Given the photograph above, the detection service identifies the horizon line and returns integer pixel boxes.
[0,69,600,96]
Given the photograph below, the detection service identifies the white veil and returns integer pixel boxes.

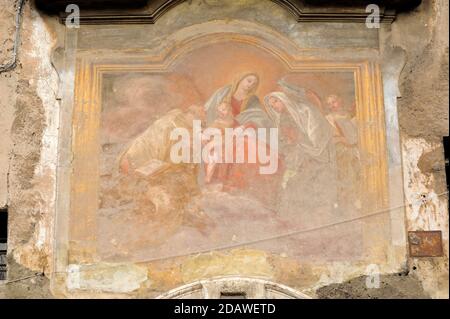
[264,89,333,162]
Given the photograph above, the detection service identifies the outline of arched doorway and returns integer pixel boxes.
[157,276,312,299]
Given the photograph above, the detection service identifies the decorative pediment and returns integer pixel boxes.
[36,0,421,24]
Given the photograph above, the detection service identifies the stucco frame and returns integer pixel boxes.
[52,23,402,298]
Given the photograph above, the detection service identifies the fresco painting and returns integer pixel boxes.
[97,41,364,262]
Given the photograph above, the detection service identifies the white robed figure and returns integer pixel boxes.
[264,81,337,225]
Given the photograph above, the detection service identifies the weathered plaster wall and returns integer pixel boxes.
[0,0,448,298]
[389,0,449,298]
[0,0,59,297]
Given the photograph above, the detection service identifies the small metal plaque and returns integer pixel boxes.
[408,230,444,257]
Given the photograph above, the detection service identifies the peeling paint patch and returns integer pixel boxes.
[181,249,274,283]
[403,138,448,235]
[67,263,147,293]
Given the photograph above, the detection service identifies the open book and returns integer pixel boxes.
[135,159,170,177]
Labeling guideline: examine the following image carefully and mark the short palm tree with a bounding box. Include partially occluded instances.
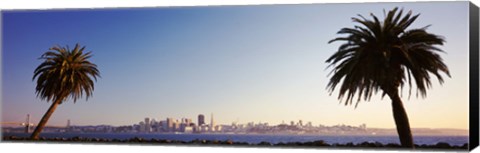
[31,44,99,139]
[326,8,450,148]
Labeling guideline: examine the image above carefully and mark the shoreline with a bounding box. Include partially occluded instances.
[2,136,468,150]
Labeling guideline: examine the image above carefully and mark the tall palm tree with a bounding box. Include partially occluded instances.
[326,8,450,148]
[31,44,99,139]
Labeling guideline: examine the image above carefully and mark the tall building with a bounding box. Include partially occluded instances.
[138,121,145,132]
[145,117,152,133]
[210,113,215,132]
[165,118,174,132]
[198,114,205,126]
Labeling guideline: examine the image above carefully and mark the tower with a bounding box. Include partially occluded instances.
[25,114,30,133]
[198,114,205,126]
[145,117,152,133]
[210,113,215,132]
---
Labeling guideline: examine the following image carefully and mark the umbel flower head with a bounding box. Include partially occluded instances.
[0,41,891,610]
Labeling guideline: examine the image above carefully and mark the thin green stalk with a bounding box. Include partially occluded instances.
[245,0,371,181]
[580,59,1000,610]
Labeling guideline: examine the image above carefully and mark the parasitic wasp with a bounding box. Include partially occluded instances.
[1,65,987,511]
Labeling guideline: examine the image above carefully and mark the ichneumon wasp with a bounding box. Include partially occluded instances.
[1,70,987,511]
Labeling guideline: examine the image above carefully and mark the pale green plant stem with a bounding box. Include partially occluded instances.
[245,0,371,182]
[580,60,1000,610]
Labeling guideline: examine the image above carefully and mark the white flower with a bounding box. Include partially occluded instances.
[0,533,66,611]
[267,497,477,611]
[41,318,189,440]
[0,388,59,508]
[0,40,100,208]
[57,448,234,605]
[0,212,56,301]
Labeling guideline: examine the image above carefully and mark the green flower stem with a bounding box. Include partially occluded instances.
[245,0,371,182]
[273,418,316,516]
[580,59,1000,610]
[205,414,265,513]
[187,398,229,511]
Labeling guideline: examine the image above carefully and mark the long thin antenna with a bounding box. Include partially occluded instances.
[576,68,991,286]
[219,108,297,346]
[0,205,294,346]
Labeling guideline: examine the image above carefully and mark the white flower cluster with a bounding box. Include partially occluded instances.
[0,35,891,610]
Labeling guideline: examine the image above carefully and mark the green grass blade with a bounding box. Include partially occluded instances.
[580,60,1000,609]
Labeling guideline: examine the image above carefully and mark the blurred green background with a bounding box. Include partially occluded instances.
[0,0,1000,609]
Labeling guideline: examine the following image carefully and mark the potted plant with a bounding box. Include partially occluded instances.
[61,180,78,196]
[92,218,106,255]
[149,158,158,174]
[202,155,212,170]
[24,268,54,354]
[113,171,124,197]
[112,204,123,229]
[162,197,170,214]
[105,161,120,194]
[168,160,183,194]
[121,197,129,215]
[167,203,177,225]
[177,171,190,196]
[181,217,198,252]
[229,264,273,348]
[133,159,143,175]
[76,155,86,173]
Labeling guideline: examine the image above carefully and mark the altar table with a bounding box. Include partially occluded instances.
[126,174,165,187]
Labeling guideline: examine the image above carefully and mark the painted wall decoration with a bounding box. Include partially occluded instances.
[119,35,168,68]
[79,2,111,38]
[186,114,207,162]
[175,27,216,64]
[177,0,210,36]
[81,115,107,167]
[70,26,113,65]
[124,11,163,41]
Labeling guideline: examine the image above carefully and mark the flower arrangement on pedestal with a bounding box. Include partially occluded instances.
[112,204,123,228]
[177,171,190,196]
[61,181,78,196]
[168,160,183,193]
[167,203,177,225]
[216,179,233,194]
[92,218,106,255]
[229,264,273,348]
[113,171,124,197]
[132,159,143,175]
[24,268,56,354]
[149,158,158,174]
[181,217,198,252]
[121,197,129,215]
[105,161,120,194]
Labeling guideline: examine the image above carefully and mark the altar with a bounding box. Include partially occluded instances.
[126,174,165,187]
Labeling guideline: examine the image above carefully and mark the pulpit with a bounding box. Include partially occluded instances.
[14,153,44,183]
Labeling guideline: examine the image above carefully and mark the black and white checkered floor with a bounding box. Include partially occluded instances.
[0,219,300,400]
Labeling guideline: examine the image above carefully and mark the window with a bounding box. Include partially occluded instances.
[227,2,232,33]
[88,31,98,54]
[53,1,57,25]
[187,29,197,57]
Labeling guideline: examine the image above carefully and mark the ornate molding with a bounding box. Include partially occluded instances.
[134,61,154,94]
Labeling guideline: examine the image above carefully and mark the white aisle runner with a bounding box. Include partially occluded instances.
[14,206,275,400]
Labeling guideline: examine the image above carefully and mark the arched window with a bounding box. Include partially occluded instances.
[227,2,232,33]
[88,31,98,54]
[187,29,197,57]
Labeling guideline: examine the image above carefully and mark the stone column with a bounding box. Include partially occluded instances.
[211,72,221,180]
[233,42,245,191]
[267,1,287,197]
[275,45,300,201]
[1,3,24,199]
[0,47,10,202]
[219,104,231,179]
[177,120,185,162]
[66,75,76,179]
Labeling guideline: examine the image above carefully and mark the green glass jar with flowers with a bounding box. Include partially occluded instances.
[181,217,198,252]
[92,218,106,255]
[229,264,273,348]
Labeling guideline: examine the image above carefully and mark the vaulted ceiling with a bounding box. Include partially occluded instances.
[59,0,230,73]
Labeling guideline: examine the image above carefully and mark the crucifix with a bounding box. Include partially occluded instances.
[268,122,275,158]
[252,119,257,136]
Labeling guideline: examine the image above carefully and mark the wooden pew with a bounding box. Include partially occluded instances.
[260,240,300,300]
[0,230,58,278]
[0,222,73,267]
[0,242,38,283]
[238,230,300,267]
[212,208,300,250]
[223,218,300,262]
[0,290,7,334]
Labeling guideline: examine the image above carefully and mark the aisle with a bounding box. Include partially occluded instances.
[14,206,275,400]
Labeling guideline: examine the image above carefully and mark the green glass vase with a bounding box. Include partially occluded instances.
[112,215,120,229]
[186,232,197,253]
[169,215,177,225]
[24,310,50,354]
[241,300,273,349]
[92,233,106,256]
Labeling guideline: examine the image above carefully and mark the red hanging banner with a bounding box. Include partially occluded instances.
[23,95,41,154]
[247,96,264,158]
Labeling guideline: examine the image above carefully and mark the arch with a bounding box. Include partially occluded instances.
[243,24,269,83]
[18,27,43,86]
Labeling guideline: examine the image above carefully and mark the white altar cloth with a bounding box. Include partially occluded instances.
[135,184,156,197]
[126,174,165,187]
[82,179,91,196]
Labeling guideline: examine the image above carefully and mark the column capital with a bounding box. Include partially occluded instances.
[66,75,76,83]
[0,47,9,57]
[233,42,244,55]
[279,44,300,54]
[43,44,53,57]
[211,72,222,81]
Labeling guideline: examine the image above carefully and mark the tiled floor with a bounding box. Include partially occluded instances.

■ **What is required**
Reproduce the stretch of the records above from the line containing "line and returns integer pixel boxes." through the line containing "[408,230,444,257]", and leave the pictures out of your answer.

■ **Exercise response**
Given the photograph above, the detection service identifies the horizon line and returns integer pixel boxes.
[0,69,600,96]
Given the photograph below, the detection service identifies the white veil and returns integer pixel boxes.

[264,89,333,162]
Given the photograph above, the detection service identifies the outline of arched doorway and returns integer pixel boxes.
[157,276,312,299]
Given the photograph above, the detection service identifies the decorative pediment and returns integer pixel boxes.
[36,0,421,24]
Given the photograph above, the detection service identifies the stucco frame and returns integer pixel boxes.
[52,23,402,298]
Given the photograph above, the detection service identifies the fresco painting and returns integer pixel boxes.
[97,41,364,262]
Given the photograph above, the detection service identifies the white robed figure and returns integer pixel boxes.
[264,81,337,225]
Given the photograph above, the detection service identifies the weathered plaster wall and returns integer pixel boxes.
[0,0,448,298]
[389,0,449,298]
[0,0,59,297]
Given the photograph above, the detection service identifies the small metal plaque and returns integer pixel boxes.
[408,230,444,257]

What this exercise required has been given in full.